-- Begin Article --
# MP3 Speaker



## Phyrebrat (Dec 2, 2013)

Hello,

Before I do a painful comparison trawl online, I wanted to throw this question out to the collective wisdom of the chrons and see if you have any advice.

Over the past years I have migrated my music collection from CDs to my iPod (and iphone and iPad but they only have selected playlists on). 

In my lounge I took the amp from my old recording studio and plug my ipod in that, but the portable CD player that lives outside the bathroom/kitchen for when I have a shower/cooking gave up the ghost recently. It had an infuriating habit of skipping, stuttering and now has a size 9 Ghanaian foot dent in the speaker....

I have about 14,000 tracks and I don't want to buy another boom box - even if it does have an aux/port for iPods, and the amp is huge (although the speakers are phenomenal I _really_ am trying to de-clutter).

I would like to get a speaker that is high enough quality to replace these. I would spend up to £100. 

Ideally it will:-


 Have bluetooth
 An aux for either 1/4" or 1/8" jack
 Preferably chargeable and have mains capacity
 Give off a decent volume (I won't be using it for work, just for home)
 
I'm not bothered about radio, CD etc and as my iPod has EQ on it, that is not important either.

Can anyone point me in the right direction?

Many thanks

pH


----------



## Verse (Dec 2, 2013)

I've got the Jabra Solemate.

It fore-fills your requirements and the base is also teh bomb!

Not sure about Bluetooth compatibility with iPhone though. Apple are notoriously tricky ********* when it comes to the Bluetooth stuff apart from hands free, I think you have to get a product with apples approved encryption and security chip in it. So you may want to check the specs. It worked absolutely fine with my Android though.


----------



## Phyrebrat (Dec 8, 2013)

Verse said:


> I've got the Jabra Solemate.
> 
> It fore-fills your requirements and the base is also teh bomb!
> 
> Not sure about Bluetooth compatibility with iPhone though. Apple are notoriously tricky ********* when it comes to the Bluetooth stuff apart from hands free, I think you have to get a product with apples approved encryption and security chip in it. So you may want to check the specs. It worked absolutely fine with my Android though.



*Verse*,

Thank you so much for your recommendation, and apologies for the delay in my response.

I'll definitely check it out: funny you mention problems with Bluetooth and iPhone as I use it in a lot of the schools I teach in who have those portable speakers with bluetooth - in fact it's why I decided to go this route!  I link my iPad, too, without problems

However, I have yet - in the 3 years of having iPhones - to be successful in pairing my iPhone or iPad with another phone. Ever. 

pH


----------



## chrispenycate (Dec 8, 2013)
-- End Article --
-- Begin Dataset records --
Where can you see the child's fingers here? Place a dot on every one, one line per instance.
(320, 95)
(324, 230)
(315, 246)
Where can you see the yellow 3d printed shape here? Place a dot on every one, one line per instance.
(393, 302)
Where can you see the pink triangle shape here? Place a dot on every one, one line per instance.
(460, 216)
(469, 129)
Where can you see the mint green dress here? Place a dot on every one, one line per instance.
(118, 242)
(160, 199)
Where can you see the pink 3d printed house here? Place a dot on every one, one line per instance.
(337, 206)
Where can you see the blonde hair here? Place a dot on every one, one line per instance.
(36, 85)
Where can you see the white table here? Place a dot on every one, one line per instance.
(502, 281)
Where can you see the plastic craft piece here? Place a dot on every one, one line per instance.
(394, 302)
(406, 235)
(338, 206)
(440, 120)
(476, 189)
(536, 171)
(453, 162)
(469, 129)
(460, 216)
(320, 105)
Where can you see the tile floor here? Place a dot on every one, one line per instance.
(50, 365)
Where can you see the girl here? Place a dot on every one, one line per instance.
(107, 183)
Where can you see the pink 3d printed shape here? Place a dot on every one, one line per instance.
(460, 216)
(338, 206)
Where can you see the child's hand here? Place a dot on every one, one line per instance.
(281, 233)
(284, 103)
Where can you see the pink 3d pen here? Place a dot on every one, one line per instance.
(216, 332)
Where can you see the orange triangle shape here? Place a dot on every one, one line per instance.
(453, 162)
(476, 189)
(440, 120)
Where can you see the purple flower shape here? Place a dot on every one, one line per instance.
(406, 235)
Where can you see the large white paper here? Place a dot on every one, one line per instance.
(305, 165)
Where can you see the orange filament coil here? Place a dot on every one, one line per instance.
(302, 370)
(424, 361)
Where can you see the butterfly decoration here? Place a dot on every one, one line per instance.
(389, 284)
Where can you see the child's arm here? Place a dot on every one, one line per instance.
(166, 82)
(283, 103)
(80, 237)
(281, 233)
-- End Dataset records --
» Required work
[1] Decide whether each statement agrees with the MP3 speaker thread, answering yes or no and quoting the deciding words: (a) The original poster will spend up to £100. (b) Radio is one of the original poster's requirements. (c) Verse's speaker worked with an Android.
[2] In the MP3 speaker thread, how many tracks does Phyrebrat have?
[3] Copy the passage of the MP3 speaker thread that begins at "Over the past" and stops after "up to £100.", swapping "boom box" for "stereo system".

» Answers
[1]
(a) Yes: "I would spend up to £100."
(b) No: "I'm not bothered about radio, CD etc"
(c) Yes: "It worked absolutely fine with my Android though."

[2] About 14,000 tracks.

[3]
Over the past years I have migrated my music collection from CDs to my iPod (and iphone and iPad but they only have selected playlists on). 

In my lounge I took the amp from my old recording studio and plug my ipod in that, but the portable CD player that lives outside the bathroom/kitchen for when I have a shower/cooking gave up the ghost recently. It had an infuriating habit of skipping, stuttering and now has a size 9 Ghanaian foot dent in the speaker....

I have about 14,000 tracks and I don't want to buy another stereo system - even if it does have an aux/port for iPods, and the amp is huge (although the speakers are phenomenal I _really_ am trying to de-clutter).

I would like to get a speaker that is high enough quality to replace these. I would spend up to £100.